*What to produce:*
Output the data below in full, byte for byte. Nothing may differ.

[Part of a data file]
>> BEGIN
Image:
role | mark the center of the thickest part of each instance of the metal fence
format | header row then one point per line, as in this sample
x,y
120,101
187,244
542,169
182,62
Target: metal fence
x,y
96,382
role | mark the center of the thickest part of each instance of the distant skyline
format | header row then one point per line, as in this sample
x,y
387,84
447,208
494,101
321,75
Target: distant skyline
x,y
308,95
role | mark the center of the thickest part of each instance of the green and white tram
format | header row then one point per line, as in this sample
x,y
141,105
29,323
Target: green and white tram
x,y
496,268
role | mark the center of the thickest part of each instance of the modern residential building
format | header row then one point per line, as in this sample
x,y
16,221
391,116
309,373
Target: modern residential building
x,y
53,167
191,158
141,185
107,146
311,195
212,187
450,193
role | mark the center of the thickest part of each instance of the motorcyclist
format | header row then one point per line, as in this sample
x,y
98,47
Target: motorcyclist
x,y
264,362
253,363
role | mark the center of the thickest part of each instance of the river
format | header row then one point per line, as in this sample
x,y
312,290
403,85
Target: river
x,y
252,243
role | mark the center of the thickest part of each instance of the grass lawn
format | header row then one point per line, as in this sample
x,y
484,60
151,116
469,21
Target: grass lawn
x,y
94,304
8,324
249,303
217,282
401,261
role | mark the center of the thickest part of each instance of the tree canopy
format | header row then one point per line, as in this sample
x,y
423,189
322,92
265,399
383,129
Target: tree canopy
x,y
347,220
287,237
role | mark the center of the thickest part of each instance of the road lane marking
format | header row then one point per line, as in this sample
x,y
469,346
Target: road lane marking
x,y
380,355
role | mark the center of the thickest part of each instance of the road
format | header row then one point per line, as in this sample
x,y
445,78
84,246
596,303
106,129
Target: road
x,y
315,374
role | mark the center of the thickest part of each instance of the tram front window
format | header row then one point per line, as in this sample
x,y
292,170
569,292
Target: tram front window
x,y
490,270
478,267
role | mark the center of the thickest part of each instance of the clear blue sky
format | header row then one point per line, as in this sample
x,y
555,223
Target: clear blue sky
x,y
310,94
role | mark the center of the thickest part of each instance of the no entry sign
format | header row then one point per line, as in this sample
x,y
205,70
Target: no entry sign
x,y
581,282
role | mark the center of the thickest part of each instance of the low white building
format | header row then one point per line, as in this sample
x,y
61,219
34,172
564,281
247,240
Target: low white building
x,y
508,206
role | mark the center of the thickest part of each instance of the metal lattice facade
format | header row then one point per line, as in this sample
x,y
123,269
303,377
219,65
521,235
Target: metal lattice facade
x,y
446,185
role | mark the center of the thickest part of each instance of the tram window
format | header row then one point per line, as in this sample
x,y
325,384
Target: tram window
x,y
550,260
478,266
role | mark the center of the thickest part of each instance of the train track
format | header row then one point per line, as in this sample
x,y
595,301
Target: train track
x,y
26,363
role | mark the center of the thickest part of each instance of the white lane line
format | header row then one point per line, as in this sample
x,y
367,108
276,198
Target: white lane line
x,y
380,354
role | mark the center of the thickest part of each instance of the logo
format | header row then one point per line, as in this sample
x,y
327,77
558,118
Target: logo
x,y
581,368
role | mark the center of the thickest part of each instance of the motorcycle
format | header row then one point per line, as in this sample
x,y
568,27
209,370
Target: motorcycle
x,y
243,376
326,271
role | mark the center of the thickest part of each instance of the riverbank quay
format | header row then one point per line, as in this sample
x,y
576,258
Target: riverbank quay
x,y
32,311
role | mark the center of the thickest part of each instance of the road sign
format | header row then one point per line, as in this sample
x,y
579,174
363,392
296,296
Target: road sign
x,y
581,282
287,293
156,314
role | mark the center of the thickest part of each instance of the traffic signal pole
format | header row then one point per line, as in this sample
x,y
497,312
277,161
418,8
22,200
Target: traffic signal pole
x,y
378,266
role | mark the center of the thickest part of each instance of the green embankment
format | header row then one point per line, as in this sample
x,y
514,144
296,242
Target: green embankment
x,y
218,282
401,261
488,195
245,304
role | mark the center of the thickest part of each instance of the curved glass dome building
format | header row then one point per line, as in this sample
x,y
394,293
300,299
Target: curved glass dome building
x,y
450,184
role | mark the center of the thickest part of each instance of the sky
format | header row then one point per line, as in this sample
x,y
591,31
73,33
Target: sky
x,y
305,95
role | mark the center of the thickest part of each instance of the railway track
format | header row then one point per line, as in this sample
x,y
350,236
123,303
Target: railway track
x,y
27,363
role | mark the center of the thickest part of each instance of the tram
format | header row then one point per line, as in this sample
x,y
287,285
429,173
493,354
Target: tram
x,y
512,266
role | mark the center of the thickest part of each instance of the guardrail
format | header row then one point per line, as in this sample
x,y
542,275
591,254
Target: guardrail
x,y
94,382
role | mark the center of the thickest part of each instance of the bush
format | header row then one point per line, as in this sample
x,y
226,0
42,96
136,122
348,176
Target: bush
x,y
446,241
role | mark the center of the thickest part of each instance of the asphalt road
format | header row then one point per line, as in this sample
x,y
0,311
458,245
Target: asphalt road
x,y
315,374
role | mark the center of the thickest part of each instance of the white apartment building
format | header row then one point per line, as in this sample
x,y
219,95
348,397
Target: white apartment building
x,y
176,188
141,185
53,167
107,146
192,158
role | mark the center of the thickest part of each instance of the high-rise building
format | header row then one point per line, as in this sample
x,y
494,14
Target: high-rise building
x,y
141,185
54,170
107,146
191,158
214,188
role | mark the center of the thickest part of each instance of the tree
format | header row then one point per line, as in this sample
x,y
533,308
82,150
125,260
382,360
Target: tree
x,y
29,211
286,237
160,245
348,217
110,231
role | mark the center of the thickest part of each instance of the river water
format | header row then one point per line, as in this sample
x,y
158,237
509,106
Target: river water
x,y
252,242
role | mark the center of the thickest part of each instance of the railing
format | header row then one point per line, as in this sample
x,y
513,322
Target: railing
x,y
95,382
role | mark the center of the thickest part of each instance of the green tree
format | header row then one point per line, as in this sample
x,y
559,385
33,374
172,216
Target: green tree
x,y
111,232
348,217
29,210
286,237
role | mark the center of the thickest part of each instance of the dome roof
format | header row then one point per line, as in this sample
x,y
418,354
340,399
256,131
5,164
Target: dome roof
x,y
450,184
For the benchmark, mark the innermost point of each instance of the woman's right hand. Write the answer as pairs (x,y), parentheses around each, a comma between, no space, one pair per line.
>> END
*Result for this task:*
Image:
role | mark the center of the thickest part of each instance of the metal fence
format | header row then one point per line, as in this sample
x,y
120,101
187,244
542,169
182,62
Target: metal fence
x,y
96,382
role | mark the center of the thickest part of each instance of the distant skyline
format | header row then one point per line, as in this sample
x,y
387,84
447,208
494,101
321,75
Target: distant skyline
x,y
308,95
role | mark the center of the thickest part of each instance of the green and white tram
format | header row then one point per line, as in this sample
x,y
141,105
29,323
Target: green and white tram
x,y
496,268
role | mark the center of the thickest part of each instance of the modern residential building
format | header row then one point per line, as in this sample
x,y
16,221
391,116
309,373
Target: modern residential building
x,y
53,167
191,158
141,185
107,146
311,195
212,187
450,193
role | mark the center of the thickest part of each instance of the motorcyclist
format | header row then one point per line, as in this sample
x,y
98,47
Target: motorcyclist
x,y
264,362
253,363
role | mark the center of the thickest part of each instance of the river
format | header row then one point per line, as in this sample
x,y
312,290
403,85
Target: river
x,y
252,243
role | mark the center of the thickest part of each instance of the grass lawn
format | header row then one point per line, as in this sample
x,y
484,60
151,116
469,21
Target: grass lawn
x,y
94,304
8,324
249,303
217,282
401,261
role | mark the center of the thickest part of each instance of the tree canopy
format | header row then one point per line, as in this sample
x,y
423,189
322,92
265,399
383,129
Target: tree canopy
x,y
347,220
287,237
role | mark the center of the thickest part of each instance of the road lane marking
format | header row then one point per line, as in this sample
x,y
469,346
Target: road lane marking
x,y
380,355
role | mark the center of the thickest part of each instance of the road
format | header row then one point per line, as in this sample
x,y
445,78
84,246
596,303
106,129
Target: road
x,y
315,374
role | mark the center of the thickest part of each instance of the tram front window
format | header row then one point per line, as in this sample
x,y
292,170
569,292
Target: tram front window
x,y
490,270
478,267
role | mark the center of the thickest part of each instance of the clear blue sky
format | header row then one point per line, as in this sample
x,y
555,223
Target: clear blue sky
x,y
310,94
role | mark the center of the thickest part of each instance of the no entry sign
format | header row then one point per line, as in this sample
x,y
205,70
Target: no entry sign
x,y
581,282
role | mark the center of the thickest part of each instance of the low white building
format | header row then one point per line, as in this sample
x,y
61,219
34,172
564,281
247,240
Target: low white building
x,y
508,206
role | mark the center of the thickest part of each instance of the metal lattice facade
format | header row then one point per line, as in this sample
x,y
123,269
303,377
219,65
521,235
Target: metal lattice facade
x,y
446,185
role | mark the center of the thickest part of each instance of the tram window
format | header row then one point per line, as in this sample
x,y
325,384
Target: tram window
x,y
550,260
478,266
role | mark the center of the thickest part of each instance of the train track
format | header row then one point per line, as in this sample
x,y
595,301
Target: train track
x,y
26,363
role | mark the center of the thickest part of each instance of the white lane line
format | header row then one point per line, as in this sample
x,y
367,108
276,198
Target: white lane line
x,y
380,354
role | mark the center of the thickest part of each instance of the logo
format | header row then one point per line, as in this sample
x,y
327,77
558,118
Target: logo
x,y
581,368
role | mark the center of the thickest part of each instance of the motorcycle
format | header row then one point per line, as in this sample
x,y
568,27
209,370
Target: motorcycle
x,y
243,376
326,271
role | mark the center of the thickest part of each instance of the riverbank quay
format | header row then one point per line, as in this sample
x,y
576,258
Target: riverbank quay
x,y
32,311
role | mark the center of the thickest part of each instance of the road sign
format | header row then one point per line, as in this sample
x,y
579,174
363,392
296,296
Target: road sign
x,y
581,282
287,293
156,314
role | mark the center of the thickest part of each instance of the traffic signal pole
format | header row then one point per line, as in this sample
x,y
497,312
277,161
418,8
22,200
Target: traffic signal pole
x,y
378,266
role | mark the center of the thickest part of each instance of the green embankment
format | header row then one point per line, as in this sample
x,y
514,144
296,242
Target: green embankment
x,y
218,282
401,261
488,195
245,304
role | mark the center of the thickest part of each instance of the curved glass dome building
format | header row then one point per line, as in this sample
x,y
394,293
300,299
Target: curved glass dome building
x,y
450,184
role | mark the center of the thickest part of each instance of the sky
format | header row then one point per line, as in this sample
x,y
591,31
73,33
Target: sky
x,y
305,95
role | mark the center of the thickest part of each instance of the railway track
format | header row then one point per line, as in this sample
x,y
350,236
123,303
Target: railway track
x,y
27,363
role | mark the center of the thickest part of each instance of the tram
format | header row then one point per line, as in this sample
x,y
287,285
429,173
493,354
Target: tram
x,y
512,266
role | mark the center of the thickest part of each instance of the guardrail
format | header row then one point per line, as in this sample
x,y
542,275
591,254
Target: guardrail
x,y
94,382
role | mark the center of the thickest part of each instance of the bush
format | header row then one point per line, as in this sample
x,y
226,0
42,96
136,122
348,176
Target: bush
x,y
446,241
role | mark the center of the thickest part of each instance of the asphalt road
format | header row then one point per line, as in this sample
x,y
0,311
458,245
Target: asphalt road
x,y
315,374
role | mark the center of the thickest part of each instance of the white apartment building
format | header row then one point per line, as in this sample
x,y
219,95
348,397
Target: white apartment building
x,y
176,188
141,185
53,167
107,146
192,158
role | mark the center of the thickest part of each instance of the high-rise building
format | header row then one point per line, as in this sample
x,y
494,14
Target: high-rise building
x,y
141,185
54,170
107,146
191,158
214,188
role | mark the center of the thickest part of each instance of the tree
format | header row then one point per line, as in this sample
x,y
533,308
82,150
125,260
382,360
Target: tree
x,y
29,211
286,237
160,245
348,217
110,231
role | mark the center of the thickest part of each instance of the river water
format | header row then one point per line, as in this sample
x,y
158,237
509,106
Target: river water
x,y
252,242
role | mark the center of the thickest part of each instance of the railing
format | header row then one point per line, as in this sample
x,y
513,322
Target: railing
x,y
95,382
role | mark the center of the thickest part of each instance of the green tree
format | header row then one point per line, as in this sample
x,y
559,385
33,374
172,216
Target: green tree
x,y
111,232
348,217
29,210
286,237
role | mark the center of the thickest part of each instance of the dome roof
format | header row then one point per line, as in this sample
x,y
418,354
340,399
256,131
5,164
Target: dome roof
x,y
450,184
For the benchmark, mark the innermost point of each instance of the woman's right hand. Write the answer as pairs (x,y), parentheses around each, a comma between, no space, one pair per line.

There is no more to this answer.